# Directions:
Transcribe exactly every line from the one containing "Mark the white roof, one point per instance." down to the final line of the listing below, including both, and leave out the rest.

# Data records:
BEGIN

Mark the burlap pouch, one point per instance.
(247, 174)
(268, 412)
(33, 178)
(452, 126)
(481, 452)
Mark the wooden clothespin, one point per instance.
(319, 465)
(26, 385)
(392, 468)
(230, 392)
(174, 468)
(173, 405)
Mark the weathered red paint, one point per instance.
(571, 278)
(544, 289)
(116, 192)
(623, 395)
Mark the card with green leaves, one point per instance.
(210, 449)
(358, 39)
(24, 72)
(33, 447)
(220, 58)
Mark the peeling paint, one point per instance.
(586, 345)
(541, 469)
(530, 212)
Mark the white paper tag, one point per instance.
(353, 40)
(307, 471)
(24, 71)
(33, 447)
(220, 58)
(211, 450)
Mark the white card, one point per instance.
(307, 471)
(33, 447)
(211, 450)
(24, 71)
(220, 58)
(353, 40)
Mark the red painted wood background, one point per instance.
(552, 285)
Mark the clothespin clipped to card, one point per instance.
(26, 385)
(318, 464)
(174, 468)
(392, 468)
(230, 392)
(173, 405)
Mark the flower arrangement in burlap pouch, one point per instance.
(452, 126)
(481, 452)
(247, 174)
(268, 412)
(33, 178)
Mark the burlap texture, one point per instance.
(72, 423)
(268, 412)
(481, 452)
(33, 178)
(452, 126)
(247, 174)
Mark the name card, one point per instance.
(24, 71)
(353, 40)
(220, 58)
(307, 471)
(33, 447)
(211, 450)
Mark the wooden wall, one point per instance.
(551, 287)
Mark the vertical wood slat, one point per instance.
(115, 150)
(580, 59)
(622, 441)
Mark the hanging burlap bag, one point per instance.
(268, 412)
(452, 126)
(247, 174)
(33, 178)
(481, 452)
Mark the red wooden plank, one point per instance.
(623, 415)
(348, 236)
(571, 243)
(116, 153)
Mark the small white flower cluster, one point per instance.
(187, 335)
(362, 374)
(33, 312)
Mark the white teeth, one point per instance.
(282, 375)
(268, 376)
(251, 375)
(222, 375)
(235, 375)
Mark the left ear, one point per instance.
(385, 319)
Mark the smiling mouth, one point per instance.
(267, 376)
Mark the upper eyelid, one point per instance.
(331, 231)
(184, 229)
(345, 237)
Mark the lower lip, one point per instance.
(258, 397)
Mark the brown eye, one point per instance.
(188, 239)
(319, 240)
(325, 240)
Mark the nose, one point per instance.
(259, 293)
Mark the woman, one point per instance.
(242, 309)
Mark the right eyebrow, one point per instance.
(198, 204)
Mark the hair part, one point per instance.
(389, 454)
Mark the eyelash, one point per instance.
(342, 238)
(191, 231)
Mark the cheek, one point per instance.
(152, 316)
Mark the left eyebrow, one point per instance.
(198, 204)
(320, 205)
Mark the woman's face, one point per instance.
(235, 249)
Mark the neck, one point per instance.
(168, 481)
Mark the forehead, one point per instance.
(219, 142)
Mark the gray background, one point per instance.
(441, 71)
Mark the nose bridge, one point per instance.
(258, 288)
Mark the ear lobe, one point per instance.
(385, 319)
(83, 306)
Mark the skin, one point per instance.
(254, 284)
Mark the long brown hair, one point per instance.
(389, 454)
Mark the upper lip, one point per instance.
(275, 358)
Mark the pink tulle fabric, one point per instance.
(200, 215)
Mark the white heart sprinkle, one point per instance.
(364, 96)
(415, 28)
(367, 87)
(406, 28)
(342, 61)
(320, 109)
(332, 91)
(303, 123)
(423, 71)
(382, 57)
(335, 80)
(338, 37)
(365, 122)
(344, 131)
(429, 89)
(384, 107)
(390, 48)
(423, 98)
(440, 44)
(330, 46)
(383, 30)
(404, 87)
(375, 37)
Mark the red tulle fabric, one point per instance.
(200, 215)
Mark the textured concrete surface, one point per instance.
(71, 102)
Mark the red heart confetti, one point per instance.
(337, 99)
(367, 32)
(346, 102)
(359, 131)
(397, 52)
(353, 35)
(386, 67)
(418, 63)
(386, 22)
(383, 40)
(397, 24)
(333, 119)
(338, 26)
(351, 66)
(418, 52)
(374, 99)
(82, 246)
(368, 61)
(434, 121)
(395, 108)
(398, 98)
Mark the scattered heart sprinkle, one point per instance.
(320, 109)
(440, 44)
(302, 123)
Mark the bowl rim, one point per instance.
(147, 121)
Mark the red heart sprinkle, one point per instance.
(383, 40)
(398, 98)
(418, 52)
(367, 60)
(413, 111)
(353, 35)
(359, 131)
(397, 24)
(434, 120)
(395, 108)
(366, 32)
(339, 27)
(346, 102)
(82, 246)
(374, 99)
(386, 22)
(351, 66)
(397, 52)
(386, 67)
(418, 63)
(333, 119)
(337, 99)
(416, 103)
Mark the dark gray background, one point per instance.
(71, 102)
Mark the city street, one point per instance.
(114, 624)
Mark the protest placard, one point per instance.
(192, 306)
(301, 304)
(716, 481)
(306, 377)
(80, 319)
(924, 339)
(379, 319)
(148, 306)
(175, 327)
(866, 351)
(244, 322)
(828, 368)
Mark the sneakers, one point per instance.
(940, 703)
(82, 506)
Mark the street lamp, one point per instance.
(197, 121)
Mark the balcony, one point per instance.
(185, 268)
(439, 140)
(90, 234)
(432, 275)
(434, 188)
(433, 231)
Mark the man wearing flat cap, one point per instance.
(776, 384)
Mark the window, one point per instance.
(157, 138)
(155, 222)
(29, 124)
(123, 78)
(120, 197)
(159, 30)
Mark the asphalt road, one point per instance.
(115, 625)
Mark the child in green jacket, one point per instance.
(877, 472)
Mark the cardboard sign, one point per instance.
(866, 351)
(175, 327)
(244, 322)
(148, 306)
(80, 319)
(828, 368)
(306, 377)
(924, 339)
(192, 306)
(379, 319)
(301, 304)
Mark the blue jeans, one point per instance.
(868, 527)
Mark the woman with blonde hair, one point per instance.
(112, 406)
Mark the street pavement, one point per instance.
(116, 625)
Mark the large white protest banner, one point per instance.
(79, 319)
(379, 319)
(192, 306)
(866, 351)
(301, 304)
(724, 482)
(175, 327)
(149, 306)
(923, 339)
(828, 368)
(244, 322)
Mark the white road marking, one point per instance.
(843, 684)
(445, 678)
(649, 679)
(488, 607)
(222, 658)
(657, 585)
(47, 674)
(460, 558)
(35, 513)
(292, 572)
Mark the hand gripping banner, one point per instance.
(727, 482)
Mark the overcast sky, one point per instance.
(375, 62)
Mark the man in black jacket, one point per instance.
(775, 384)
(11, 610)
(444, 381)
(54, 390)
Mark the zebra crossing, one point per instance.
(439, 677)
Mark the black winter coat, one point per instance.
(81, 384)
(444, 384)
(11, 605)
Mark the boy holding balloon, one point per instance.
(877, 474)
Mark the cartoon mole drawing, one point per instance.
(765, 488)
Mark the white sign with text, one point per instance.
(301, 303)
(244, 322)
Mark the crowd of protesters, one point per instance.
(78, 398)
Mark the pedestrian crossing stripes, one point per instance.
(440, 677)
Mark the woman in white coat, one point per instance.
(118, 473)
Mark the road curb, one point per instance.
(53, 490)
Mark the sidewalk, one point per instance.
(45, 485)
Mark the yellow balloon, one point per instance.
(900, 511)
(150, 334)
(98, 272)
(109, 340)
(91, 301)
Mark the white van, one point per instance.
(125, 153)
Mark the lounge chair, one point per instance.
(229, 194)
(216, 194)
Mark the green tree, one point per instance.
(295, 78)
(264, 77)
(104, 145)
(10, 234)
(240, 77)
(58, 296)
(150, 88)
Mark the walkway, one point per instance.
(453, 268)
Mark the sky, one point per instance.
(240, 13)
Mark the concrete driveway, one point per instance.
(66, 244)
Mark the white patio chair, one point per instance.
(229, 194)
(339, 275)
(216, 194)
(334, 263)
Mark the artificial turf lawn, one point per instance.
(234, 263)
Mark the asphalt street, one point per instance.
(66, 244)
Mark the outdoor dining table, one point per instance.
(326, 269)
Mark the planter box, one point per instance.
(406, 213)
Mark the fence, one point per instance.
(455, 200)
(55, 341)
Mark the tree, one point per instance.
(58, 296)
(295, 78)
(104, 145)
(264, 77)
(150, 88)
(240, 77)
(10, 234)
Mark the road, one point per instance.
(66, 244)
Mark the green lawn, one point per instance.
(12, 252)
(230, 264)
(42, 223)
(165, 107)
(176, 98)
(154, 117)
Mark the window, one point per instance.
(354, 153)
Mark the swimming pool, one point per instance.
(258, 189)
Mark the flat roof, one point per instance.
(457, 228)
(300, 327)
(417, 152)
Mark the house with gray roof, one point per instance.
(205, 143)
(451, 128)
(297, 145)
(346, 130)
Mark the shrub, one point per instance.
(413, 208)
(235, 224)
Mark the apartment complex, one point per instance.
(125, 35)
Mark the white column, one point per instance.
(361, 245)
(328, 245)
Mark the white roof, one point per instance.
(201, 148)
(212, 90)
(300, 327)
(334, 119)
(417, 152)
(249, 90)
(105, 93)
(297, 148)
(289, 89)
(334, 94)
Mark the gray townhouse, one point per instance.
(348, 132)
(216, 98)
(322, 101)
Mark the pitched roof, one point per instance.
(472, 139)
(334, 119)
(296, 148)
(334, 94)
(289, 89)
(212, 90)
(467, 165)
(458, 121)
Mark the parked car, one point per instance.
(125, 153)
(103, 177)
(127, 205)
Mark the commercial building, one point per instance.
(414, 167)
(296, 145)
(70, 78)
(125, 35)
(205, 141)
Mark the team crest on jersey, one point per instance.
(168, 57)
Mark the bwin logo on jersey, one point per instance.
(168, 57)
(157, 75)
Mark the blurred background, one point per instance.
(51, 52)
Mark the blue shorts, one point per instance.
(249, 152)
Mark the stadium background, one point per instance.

END

# Answer box:
Mark the white roof, one point per instance.
(201, 148)
(212, 90)
(300, 327)
(334, 119)
(417, 152)
(249, 90)
(105, 93)
(297, 148)
(289, 89)
(334, 94)
Mark the gray townhouse, one point per instance.
(348, 132)
(216, 98)
(322, 101)
Mark the pitched roof, one point per instance.
(472, 139)
(334, 119)
(296, 148)
(334, 94)
(289, 89)
(212, 90)
(467, 165)
(458, 121)
Mark the parked car, one point per instance.
(125, 153)
(103, 177)
(127, 205)
Mark the commercial building, one point per instance.
(414, 167)
(296, 145)
(70, 78)
(125, 35)
(205, 141)
Mark the team crest on jersey, one point per instance.
(168, 57)
Mark the bwin logo on jersey, one point per instance.
(168, 57)
(157, 75)
Mark the blurred background, one point per instance.
(51, 52)
Mark the blue shorts, one point per instance.
(249, 152)
Mark the stadium background, one point per instance.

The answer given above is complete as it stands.